» WHAT IS REQUIRED: Exclude the pictures from your copy, and reproduce each entry below verbatim.

== == ==

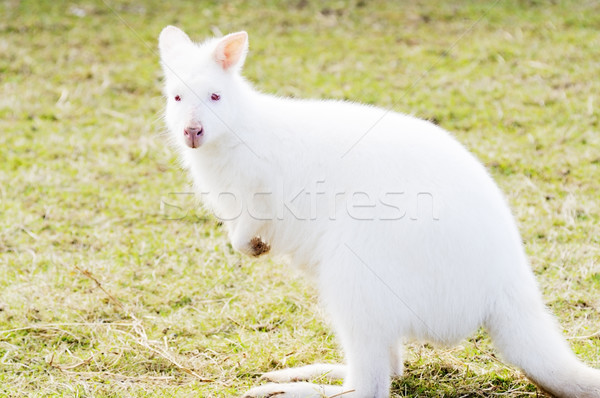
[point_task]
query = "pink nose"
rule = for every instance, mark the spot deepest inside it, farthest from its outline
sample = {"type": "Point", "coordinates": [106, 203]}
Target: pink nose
{"type": "Point", "coordinates": [193, 135]}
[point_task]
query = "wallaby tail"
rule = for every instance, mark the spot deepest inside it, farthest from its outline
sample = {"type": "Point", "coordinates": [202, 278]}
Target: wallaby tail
{"type": "Point", "coordinates": [528, 336]}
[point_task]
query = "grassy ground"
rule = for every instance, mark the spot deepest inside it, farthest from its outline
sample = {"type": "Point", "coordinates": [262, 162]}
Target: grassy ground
{"type": "Point", "coordinates": [113, 284]}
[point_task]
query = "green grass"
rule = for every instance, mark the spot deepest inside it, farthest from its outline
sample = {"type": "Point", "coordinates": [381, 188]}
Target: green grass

== == ==

» ANSWER BOX:
[point_task]
query = "pink nose"
rule = for every instance, mark the spot deepest inside it, farthest from its outline
sample = {"type": "Point", "coordinates": [106, 203]}
Target: pink nose
{"type": "Point", "coordinates": [193, 135]}
[point_task]
query = "wallaby tail"
rule = for every instance, mark the spot deepest inside it, farthest from its outline
sample = {"type": "Point", "coordinates": [202, 278]}
Target: wallaby tail
{"type": "Point", "coordinates": [528, 336]}
[point_task]
query = "grassy ground"
rule = for every instance, mark the spot deepest inside it, farthest from its outline
sample = {"type": "Point", "coordinates": [262, 162]}
Target: grassy ground
{"type": "Point", "coordinates": [113, 284]}
[point_task]
query = "green grass"
rule = for every instance, mark the spot deepest inside it, farthest from its outline
sample = {"type": "Point", "coordinates": [381, 188]}
Target: green grass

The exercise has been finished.